# [WHAT YOU NEED TO DO]
(a) Answer these questions from the employment agreement excerpt, one per line:
(i) What interest must the Employer or its Affiliates hold in an entity for it to count as a Controlled Affiliate?
(ii) How long does the Noncompetition Term last?
(iii) What ownership interest in a publicly traded entity is excepted from the noncompetition restriction?
(b) Sum up the employment agreement excerpt in two sentences.
(c) Please write the next part of the employment agreement excerpt, starting after the definition of "Business" that closes Section 5.

═══ TEXT SHOWN

3.           Affiliate and Controlled Affiliate .  An " Affiliate " shall mean any entity in which the Employer or its related companies, Capital Southwest Corporation and Capital Southwest Venture Corporation, has any ownership or financial interest.   “Controlled Affiliate” shall mean any entity in which the Employer or its Affiliates has a controlling interest (greater than 50% interest), including but not limited to The Whitmore Manufacturing Company, The RectorSeal Corporation, and Media Recovery, Inc.  The list of Controlled Affiliates is subject to change during the Employer’s ordinary course of business.
 
4.           Return of Materials at Termination .  Employee agrees that if Employee’s relationship with Employer is terminated (for whatever reason), Employee shall not take with him, but will leave with Employer, all work product, Confidential Information, records, files, memoranda, reports, customer lists, prospects lists, investor lists, supplier lists, documents and other information related to the conduct of the business, in whatever form (including on computer disk), and any copies thereof, or if such items are not on the premises of Employer, Employee agrees to return such items immediately upon Employee’s termination.  Employee acknowledges that all such items are and remain the property of Employer.
 
5.           Noncompetition .  In consideration of the numerous mutual promises contained in this Agreement, including, without limitation, those involving Confidential Information, and in order to protect Employer's Confidential Information and to reduce the likelihood of irreparable damage which would occur in the event such information is provided to or used by a competitor of Employer, Employee agrees that for a period of one (1) year from and after the date of termination of this Agreement (the " Noncompetition Term "), he will not directly or indirectly, either through any form of ownership or as a director, officer, principal, agent, employee, employer, advisor, consultant, owner (except for a 1% or less ownership interest in any publicly-traded entity), partner, member, manager or in any other individual or representative capacity whatsoever, either for his own benefit or for the benefit of any other person, firm, corporation, governmental or private entity, or any other entity of whatever kind, use any Confidential Information to compete with Employer, its Affiliates or its Controlled Affiliates in the Business in the United States (the " Restricted Area ").  Any such acts during the Noncompetition Term in the Restricted Area shall be considered breaches and violations of this Agreement.  For purposes of this Section 5 , the term "Business" shall mean business being conducted by Employer, its Affiliates or its Controlled Affiliates as of the termination date.

══════
═══ DATA RECORDS

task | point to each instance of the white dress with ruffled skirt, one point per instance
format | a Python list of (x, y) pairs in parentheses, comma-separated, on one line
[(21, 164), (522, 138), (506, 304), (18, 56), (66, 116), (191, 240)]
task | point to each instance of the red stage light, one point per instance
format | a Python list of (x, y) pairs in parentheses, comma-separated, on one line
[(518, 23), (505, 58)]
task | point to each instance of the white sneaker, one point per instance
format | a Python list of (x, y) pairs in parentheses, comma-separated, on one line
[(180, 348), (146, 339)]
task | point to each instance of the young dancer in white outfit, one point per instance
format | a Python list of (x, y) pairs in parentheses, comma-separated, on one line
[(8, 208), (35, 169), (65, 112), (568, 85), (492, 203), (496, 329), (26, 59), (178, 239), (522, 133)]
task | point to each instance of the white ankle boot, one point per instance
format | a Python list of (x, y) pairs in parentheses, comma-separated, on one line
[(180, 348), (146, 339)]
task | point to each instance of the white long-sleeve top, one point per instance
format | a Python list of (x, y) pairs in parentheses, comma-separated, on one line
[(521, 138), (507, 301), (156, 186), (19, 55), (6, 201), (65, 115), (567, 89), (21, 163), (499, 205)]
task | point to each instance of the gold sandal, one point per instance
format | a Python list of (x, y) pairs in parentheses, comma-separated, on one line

══════

# [OUTPUTS IN ORDER]
(a)
(i) A controlling interest, greater than 50%.
(ii) One year from and after the date of termination of the Agreement.
(iii) An ownership interest of 1% or less.

(b) The employment agreement excerpt defines Affiliates as entities in which the Employer or its related companies hold any ownership or financial interest, and Controlled Affiliates as entities in which the Employer or its Affiliates hold more than a 50% interest. It requires the Employee to leave with or return to the Employer all business materials upon termination, and it bars the Employee for one year after termination from using Confidential Information to compete with the Employer, its Affiliates or its Controlled Affiliates in the Business in the United States.

(c)
 
 
2

 
 
If, during any period within the Noncompetition Term, Employee is not in compliance with the terms of this Section 5 , in addition to the rights and remedies available to Employer at law, Employer shall be entitled to, among other remedies, compliance by Employee with the terms of this Section 5 for an additional period equal to the period of such noncompliance.  For purposes of this Agreement, the term " Noncompetition Term " shall also include this additional period.  Employee hereby acknowledges that the geographic boundaries, scope of prohibited activities and the time duration of the provisions of this Section 5 are reasonable and are no broader than are necessary to protect the legitimate business interests of Employer.
 
This noncompetition provision shall survive the termination of Employee's employment and can only be revoked or modified by a writing signed by the parties which specifically states an intent to revoke or modify this provision.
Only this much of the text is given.